**Given exercise**
Quote the stretch of the passage below on Li Heping's sentence from "Li’s trial began" through "of the trial.".

**Selected passage**
------------

Chinese human rights lawyer Li Heping was convicted of the crime of ‘subverting state power’ on 28 April and given a three-year prison sentence, which has been suspended for four years. In this time he will have his political rights suspended and will likely be placed under constant supervision. 

Li Heping has been detained since the ‘709 crackdown’ on human rights lawyers in July 2015, during which time he has been held incommunicado and is believed to have been tortured. Li is a Christian human rights lawyer who spent his career defending the rights of religious minorities and other victims of human rights violations in China. Christian Solidarity Worldwide (CSW) has been protesting his detention since his arrest and on 26 October 2017, presented a petition with 2,148 signatories to the Chinese Embassy calling for his release. 

Li’s trial began in secret on 25 April 2017. According to the court notification, Li pleaded guilty in the trial, and said he would not appeal. He also reportedly thanked the court. It is likely that his defence lawyer was state-appointed because the two lawyers appointed by Li's family were not aware of the trial.  

Although the suspension of Li’s sentence means that he ought to have been released and reunited with his family, he is yet to be released.

Wang Qiaoling, Li Heping’s wife, has been outspoken about the injustices against Li and their family and has faced significant intimidation. According to China Aid, Li was coerced by the government to contact Wang and encourage her to travel to Tianjin to collect him. It is believed that this was an attempt by the Chinese government to apprehend Wang. Wang informed Li that she feared losing her freedom and told him to come to Beijing. Li said that he understood, and the call was disconnected.

In statements translated by China Change, Wang Qiaoling forcefully spoke about the injustice faced by her family: 

“They told me that I should be happy with this outcome, because ‘your husband can come home.’ You lock someone up and torture them for nearly two years, and now you come and tell me that this is the best outcome? Why didn’t the family even know about the trial? If the sentence was pronounced today in the court in Tianjin, why was his lawyer [not] there? You come here trying to make me buy this story, but all you want to really do is make sure our whole family is under house arrest and that Li Heping stays in captivity, and that I stay silent.”

CSW’s Chief Executive Mervyn Thomas said: “Although this suspended sentence has been dressed up by the Chinese authorities as a reprieve for Li Heping, he is neither free nor safe from future imprisonment and violations. He is yet to have been released despite the sentence having been supposedly ‘suspended’ for four years, and even if he is released, his safety, and that of his family, cannot be guaranteed. We note similarities with the case of prominent human rights lawyer Gao Zhisheng, who was sentenced to three years in prison with a probation period of five years in 2006, during which he was forcibly disappeared six times and severely tortured in detention. Li and his family may be vulnerable to similar treatment. We are also deeply concerned for the safety of his wife Qiaoling, whose words provide a vivid reminder that Li’s sentence is a miscarriage of justice and should be overturned by the Chinese government immediately. We call on the Chinese authorities to guarantee the family’s safely and ensure that Li Heping is released immediately.”

------------

(Data records)

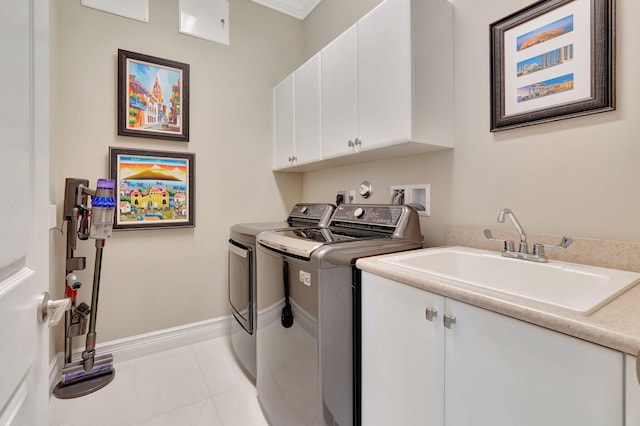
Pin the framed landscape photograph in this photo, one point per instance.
(153, 97)
(552, 60)
(156, 188)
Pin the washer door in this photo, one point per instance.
(241, 283)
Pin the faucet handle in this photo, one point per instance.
(538, 248)
(508, 244)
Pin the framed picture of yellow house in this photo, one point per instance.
(156, 188)
(153, 97)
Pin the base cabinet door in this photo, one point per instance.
(471, 366)
(402, 354)
(503, 372)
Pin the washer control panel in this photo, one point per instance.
(386, 215)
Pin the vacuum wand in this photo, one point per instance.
(88, 355)
(102, 210)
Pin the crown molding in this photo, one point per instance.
(296, 8)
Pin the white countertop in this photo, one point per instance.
(616, 325)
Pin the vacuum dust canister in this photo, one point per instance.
(102, 209)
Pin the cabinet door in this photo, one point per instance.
(283, 112)
(384, 75)
(402, 354)
(339, 94)
(505, 372)
(307, 111)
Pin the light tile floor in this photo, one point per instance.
(195, 385)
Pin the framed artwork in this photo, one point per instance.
(153, 97)
(156, 188)
(552, 60)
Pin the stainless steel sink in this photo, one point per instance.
(580, 288)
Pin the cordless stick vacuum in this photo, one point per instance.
(90, 372)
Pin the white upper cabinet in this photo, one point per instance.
(283, 116)
(386, 86)
(385, 75)
(340, 94)
(297, 116)
(307, 111)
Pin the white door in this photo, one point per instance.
(24, 178)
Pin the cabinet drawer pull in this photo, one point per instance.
(449, 320)
(431, 313)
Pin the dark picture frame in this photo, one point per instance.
(153, 97)
(552, 60)
(156, 189)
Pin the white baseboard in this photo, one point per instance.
(149, 343)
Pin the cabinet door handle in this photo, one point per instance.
(431, 313)
(449, 320)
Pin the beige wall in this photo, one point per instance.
(155, 279)
(577, 177)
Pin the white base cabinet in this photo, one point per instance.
(632, 392)
(486, 369)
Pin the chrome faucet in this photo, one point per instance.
(523, 250)
(524, 247)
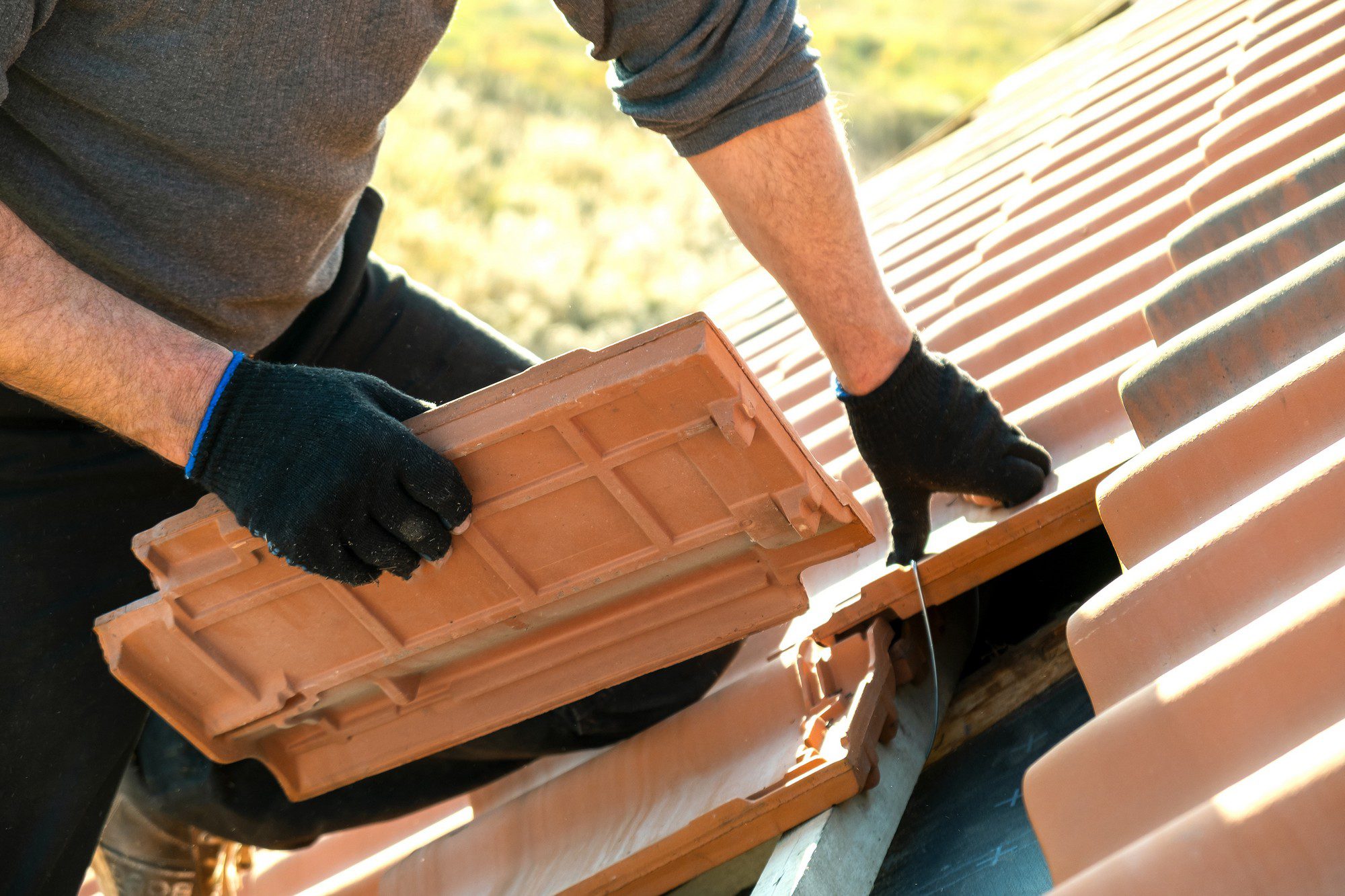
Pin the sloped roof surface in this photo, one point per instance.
(1218, 759)
(1133, 243)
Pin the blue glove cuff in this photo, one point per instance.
(210, 411)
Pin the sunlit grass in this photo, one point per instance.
(517, 190)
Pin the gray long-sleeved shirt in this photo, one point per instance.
(205, 157)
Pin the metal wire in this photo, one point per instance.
(934, 662)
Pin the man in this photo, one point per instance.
(185, 220)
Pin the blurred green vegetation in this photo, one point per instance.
(518, 192)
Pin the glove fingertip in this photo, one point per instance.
(1027, 450)
(1023, 481)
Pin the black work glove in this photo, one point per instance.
(319, 464)
(933, 428)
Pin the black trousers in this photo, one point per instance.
(71, 499)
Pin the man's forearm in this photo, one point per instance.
(73, 342)
(789, 192)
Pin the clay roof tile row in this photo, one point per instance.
(1215, 760)
(1132, 244)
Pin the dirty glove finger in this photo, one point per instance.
(1012, 482)
(396, 401)
(349, 569)
(1031, 451)
(910, 510)
(416, 526)
(379, 548)
(435, 482)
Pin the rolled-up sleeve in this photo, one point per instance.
(20, 19)
(701, 72)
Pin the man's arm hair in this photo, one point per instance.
(79, 345)
(789, 192)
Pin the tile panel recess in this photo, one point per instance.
(1214, 662)
(778, 745)
(634, 507)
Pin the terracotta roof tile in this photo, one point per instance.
(701, 512)
(761, 755)
(1214, 661)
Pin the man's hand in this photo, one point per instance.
(318, 463)
(933, 428)
(314, 460)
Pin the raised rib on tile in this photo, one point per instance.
(929, 299)
(933, 261)
(956, 190)
(903, 241)
(1284, 106)
(1264, 155)
(1198, 470)
(1073, 267)
(1063, 314)
(1277, 36)
(1085, 428)
(1101, 200)
(1238, 348)
(1276, 831)
(757, 758)
(1069, 357)
(1258, 204)
(1245, 266)
(1165, 91)
(1169, 41)
(1198, 729)
(1261, 83)
(1213, 580)
(914, 259)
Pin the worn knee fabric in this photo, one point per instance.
(71, 498)
(71, 501)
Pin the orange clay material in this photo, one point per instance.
(751, 760)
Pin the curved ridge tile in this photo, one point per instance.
(1237, 348)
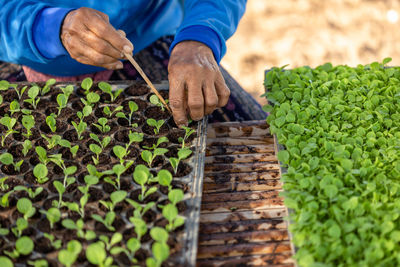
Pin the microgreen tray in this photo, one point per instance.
(182, 241)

------------

**Answer for this exercise**
Li’s trial began in secret on 25 April 2017. According to the court notification, Li pleaded guilty in the trial, and said he would not appeal. He also reportedly thanked the court. It is likely that his defence lawyer was state-appointed because the two lawyers appointed by Li's family were not aware of the trial.